> Text
But strip size could only determine after cfs is in product, sounds like 
chicken and egg problem?

If I chane direct IO option, does the whole cluster mountpoint require remount 
to take option to be active?
-----Original Message-----
From: William Havey
Sent:  30/05/2010, 6:28  AM
To: [email protected]
Cc: Martin, Jonathan; [email protected]; Stuart Andrews
Subject: Re: [Veritas-vx] Linux VxVM Setup


If the I/O pattern is random, buffering is of little use. So, mount the file
system without buffers using mincache=direct, convosync=direct, if you have
the SF CFS standard product, If you have the SF CFS Enterprise product
licensed, use Direct I/O.

Layout the plexes to stripes, use vxstat and vxtrace to analyse I/O pattern
so that the stripe size can be determined.

After these two suggestions are implemented, other modifications will
improve I/O only a very small amount.

Bill

On Fri, May 28, 2010 at 8:03 PM, [email protected] <[email protected]>wrote:

> Actually, is there have tunable value for small files random read write? We
> are going to implement cluster file system on email cluster
> -----Original Message-----
> From: Stuart Andrews
> Sent:  29/05/2010, 5:11  AM
> To: Martin, Jonathan; [email protected]
> Subject: Re: [Veritas-vx] Linux VxVM Setup
>
>
> Martin
>
>
>
> Some things to look at - are the read_ahead VxFS tuning - this is
> optimised to sequential reads. Other VxFS tunables are here
> http://support.veritas.com/docs/344352  The usual one is max_direct_iosz
> for performance.  Also you could vxtrace the volume plex subdisk
> operations while the backups are going on and / or vxdmpadm iostat the
> LUNs / paths in particular and also iostat -Cxn to see which layer the
> slow down is occurring at.
>
>
>
> Stuart
>
> ________________________________
>
> From: [email protected]
> [mailto:[email protected]] On Behalf Of Martin,
> Jonathan
> Sent: Saturday, 29 May 2010 12:01 AM
> To: [email protected]
> Subject: Re: [Veritas-vx] Linux VxVM Setup
>
>
>
> Thanks for the help. Your post and another emailed to me privately led
> me to find an issue with the multipath driver. I didn't notice this
> before, but there should not be an /dev/sdc. This was an alternate path
> to the same lun.
>
>
>
> I've got my volume configured, 1.5 TB of data restored and flashbackups
> are running.  However, the speed isn't what I had hoped. The backup runs
> for about an hour at <1MB/sec, backing up what looks like metadata.
> After that, the speed ups to ~25MB/sec. If I backup the data directly
> off the lun with a standard policy I get a steady 30MB/sec.

> Written problem 1
Count the lines in the records that contain the string "blue", with case counting. Give only the number.
The records are unrelated to the email thread above.

> Raw data
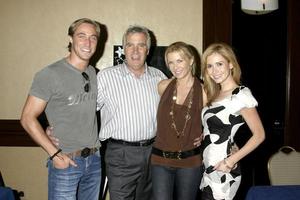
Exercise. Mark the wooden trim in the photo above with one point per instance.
(292, 128)
(217, 22)
(13, 134)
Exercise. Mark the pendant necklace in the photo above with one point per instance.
(187, 115)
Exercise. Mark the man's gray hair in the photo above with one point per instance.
(137, 29)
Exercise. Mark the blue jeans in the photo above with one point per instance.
(181, 182)
(81, 182)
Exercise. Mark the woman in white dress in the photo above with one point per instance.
(227, 106)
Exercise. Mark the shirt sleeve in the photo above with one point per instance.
(243, 99)
(43, 85)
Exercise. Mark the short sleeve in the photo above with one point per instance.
(242, 98)
(42, 85)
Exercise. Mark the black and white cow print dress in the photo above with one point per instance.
(221, 121)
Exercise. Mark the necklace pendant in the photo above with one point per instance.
(187, 117)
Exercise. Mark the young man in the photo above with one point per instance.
(67, 91)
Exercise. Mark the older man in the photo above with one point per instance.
(128, 99)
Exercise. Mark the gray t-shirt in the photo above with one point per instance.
(70, 110)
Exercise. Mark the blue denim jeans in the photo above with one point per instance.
(181, 182)
(81, 182)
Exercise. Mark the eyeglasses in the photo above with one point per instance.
(87, 84)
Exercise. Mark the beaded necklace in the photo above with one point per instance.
(187, 115)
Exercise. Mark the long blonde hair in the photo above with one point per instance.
(211, 88)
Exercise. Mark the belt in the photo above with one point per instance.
(142, 143)
(83, 152)
(176, 154)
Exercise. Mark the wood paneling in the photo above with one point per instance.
(292, 129)
(13, 134)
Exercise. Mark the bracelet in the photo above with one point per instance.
(226, 164)
(58, 151)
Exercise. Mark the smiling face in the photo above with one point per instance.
(179, 64)
(84, 42)
(136, 52)
(218, 68)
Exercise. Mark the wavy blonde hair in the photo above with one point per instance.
(212, 88)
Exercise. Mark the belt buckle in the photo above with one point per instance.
(165, 154)
(85, 152)
(179, 155)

> Written problem 2
In the email thread, which mount options does William Havey recommend for the SF CFS standard product?

> Answer 1
2

> Answer 2
mincache=direct and convosync=direct